* **Direction 1**
In the records, substitute "wall lamp" for "wall sconce" in the part that opens with the line containing "# test: point to the car's" and closes with the line containing "[[310, 17], [291, 43], [131, 11], [173, 17], [217, 21]]". Leave everything else in that part unchanged, and give back only that part.

* **Given passage**

────────

From mboxrd@z Thu Jan  1 00:00:00 1970
Return-Path: <linux-kernel-owner@vger.kernel.org>
Received: (majordomo@vger.kernel.org) by vger.kernel.org via listexpand
        id S1753454AbeDSTy4 (ORCPT <rfc822;w@1wt.eu>);
        Thu, 19 Apr 2018 15:54:56 -0400
Received: from mx1.redhat.com ([209.132.183.28]:44792 "EHLO mx1.redhat.com"
        rhost-flags-OK-OK-OK-OK) by vger.kernel.org with ESMTP
        id S1752153AbeDSTyx (ORCPT <rfc822;linux-kernel@vger.kernel.org>);
        Thu, 19 Apr 2018 15:54:53 -0400
Date: Thu, 19 Apr 2018 13:54:52 -0600
From: Alex Williamson <alex.williamson@redhat.com>
To: Xu Yandong <xuyandong2@huawei.com>
Cc: <kvm@vger.kernel.org>, <linux-kernel@vger.kernel.org>,
        <zhang.zhanghailiang@huawei.com>, <wangxinxin.wang@huawei.com>,
        Kirti Wankhede <kwankhede@nvidia.com>
Subject: Re: [PATCH] vfio iommu type1: no need to check task->mm if task has
 been destroyed
Message-ID: <20180419135452.72d0ff32@w520.home>
In-Reply-To: <20180419101926.5700f8a9@w520.home>
References: <20180418105545.13488-1-xuyandong2@huawei.com>
        <20180419101926.5700f8a9@w520.home>
MIME-Version: 1.0
Content-Type: text/plain; charset=US-ASCII
Content-Transfer-Encoding: 7bit
Sender: linux-kernel-owner@vger.kernel.org
List-ID: <linux-kernel.vger.kernel.org>
X-Mailing-List: linux-kernel@vger.kernel.org

On Thu, 19 Apr 2018 10:19:26 -0600
Alex Williamson <alex.williamson@redhat.com> wrote:

> [cc +Kirti]
> 
> On Wed, 18 Apr 2018 18:55:45 +0800
> Xu Yandong <xuyandong2@huawei.com> wrote:
> 
> > The task structure in vfio_dma struct used to identify the same
> > task who map it or other task who shares same adress space is
> > allowed to unmap. But if the task who map it has exited, mm of
> > the task has been set to null, we should unmap the vfio dma directly.
> > 
> > Signed-off-by: Xu Yandong <xuyandong2@huawei.com>
> > ---
> > Hi all,
> > When I unplug a vcpu from a VM lanched with a VFIO hostdev device,
> > I found that the *vfio_dma* mapped by this vcpu task could not be unmaped
> > in the future, so I send this patch to unmap vfio_dma directly if the
> > task who mapped it has exited.

────────

* **Dataset entries**
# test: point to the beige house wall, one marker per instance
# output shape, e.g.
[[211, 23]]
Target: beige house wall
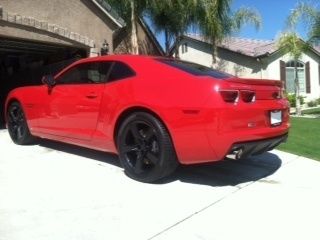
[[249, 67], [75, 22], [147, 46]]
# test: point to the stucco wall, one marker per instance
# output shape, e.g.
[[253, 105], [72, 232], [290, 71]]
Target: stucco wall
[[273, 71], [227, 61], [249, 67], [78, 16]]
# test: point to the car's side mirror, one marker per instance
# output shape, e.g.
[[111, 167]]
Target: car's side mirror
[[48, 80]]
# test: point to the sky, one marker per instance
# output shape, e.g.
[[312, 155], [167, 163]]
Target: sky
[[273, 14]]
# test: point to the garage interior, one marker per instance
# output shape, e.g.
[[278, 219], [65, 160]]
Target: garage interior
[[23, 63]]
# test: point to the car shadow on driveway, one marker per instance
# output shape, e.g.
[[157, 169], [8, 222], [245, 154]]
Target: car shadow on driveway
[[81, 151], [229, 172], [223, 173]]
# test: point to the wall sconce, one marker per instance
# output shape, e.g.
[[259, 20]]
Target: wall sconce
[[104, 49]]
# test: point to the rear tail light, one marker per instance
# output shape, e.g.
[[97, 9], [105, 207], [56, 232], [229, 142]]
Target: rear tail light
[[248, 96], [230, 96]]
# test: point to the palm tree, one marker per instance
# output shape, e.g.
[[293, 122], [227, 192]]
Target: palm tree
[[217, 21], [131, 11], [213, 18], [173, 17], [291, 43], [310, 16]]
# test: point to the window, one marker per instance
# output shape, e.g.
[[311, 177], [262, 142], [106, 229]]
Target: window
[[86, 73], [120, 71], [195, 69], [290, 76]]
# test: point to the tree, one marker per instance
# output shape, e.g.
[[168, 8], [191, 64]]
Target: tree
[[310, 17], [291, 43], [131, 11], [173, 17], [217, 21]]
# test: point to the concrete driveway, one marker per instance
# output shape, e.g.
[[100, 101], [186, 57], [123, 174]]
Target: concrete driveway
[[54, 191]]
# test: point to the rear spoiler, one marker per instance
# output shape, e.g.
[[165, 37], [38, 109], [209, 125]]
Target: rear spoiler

────────

* **Direction 2**
In the vfio patch email, what does the proposed patch do when the task that mapped a vfio_dma has exited?

* **Complete output 1**
# test: point to the car's side mirror, one marker per instance
# output shape, e.g.
[[111, 167]]
Target: car's side mirror
[[48, 80]]
# test: point to the sky, one marker per instance
# output shape, e.g.
[[312, 155], [167, 163]]
Target: sky
[[273, 14]]
# test: point to the garage interior, one marker per instance
# output shape, e.g.
[[278, 219], [65, 160]]
Target: garage interior
[[23, 63]]
# test: point to the car shadow on driveway, one marker per instance
# output shape, e.g.
[[157, 169], [8, 222], [245, 154]]
Target: car shadow on driveway
[[81, 151], [229, 172], [223, 173]]
# test: point to the wall lamp, one marker per instance
# output shape, e.g.
[[259, 20]]
Target: wall lamp
[[104, 49]]
# test: point to the rear tail light, one marker per instance
# output shape, e.g.
[[97, 9], [105, 207], [56, 232], [229, 142]]
Target: rear tail light
[[248, 96], [230, 96]]
# test: point to the palm tree, one marker per instance
# output shape, e.g.
[[293, 122], [227, 192]]
Target: palm tree
[[217, 21], [131, 11], [213, 18], [173, 17], [291, 43], [310, 16]]
# test: point to the window, one marker per instance
# output shape, e.g.
[[311, 177], [262, 142], [106, 229]]
Target: window
[[86, 73], [120, 71], [195, 69], [290, 76]]
# test: point to the tree, one marker per instance
# output shape, e.g.
[[168, 8], [191, 64]]
Target: tree
[[310, 17], [291, 43], [131, 11], [173, 17], [217, 21]]

* **Complete output 2**
It unmaps the vfio_dma directly.